REQUIREMENT — Update the records below by replacing "photo" with "image" and leaving everything else unchanged. Leave the pictures out of your answer.
==========
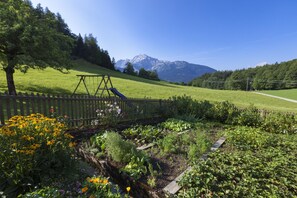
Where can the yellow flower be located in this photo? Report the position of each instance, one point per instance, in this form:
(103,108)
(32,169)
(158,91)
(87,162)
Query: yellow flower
(50,142)
(34,146)
(72,144)
(27,137)
(128,188)
(84,189)
(67,135)
(96,180)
==========
CORRECT OUTPUT —
Where can the yellow flower be located in this image? Report the position of each instance, one point per instance, in this form:
(103,108)
(32,169)
(158,91)
(87,162)
Query: yellow flower
(50,142)
(34,146)
(72,144)
(27,137)
(128,188)
(84,189)
(67,135)
(96,180)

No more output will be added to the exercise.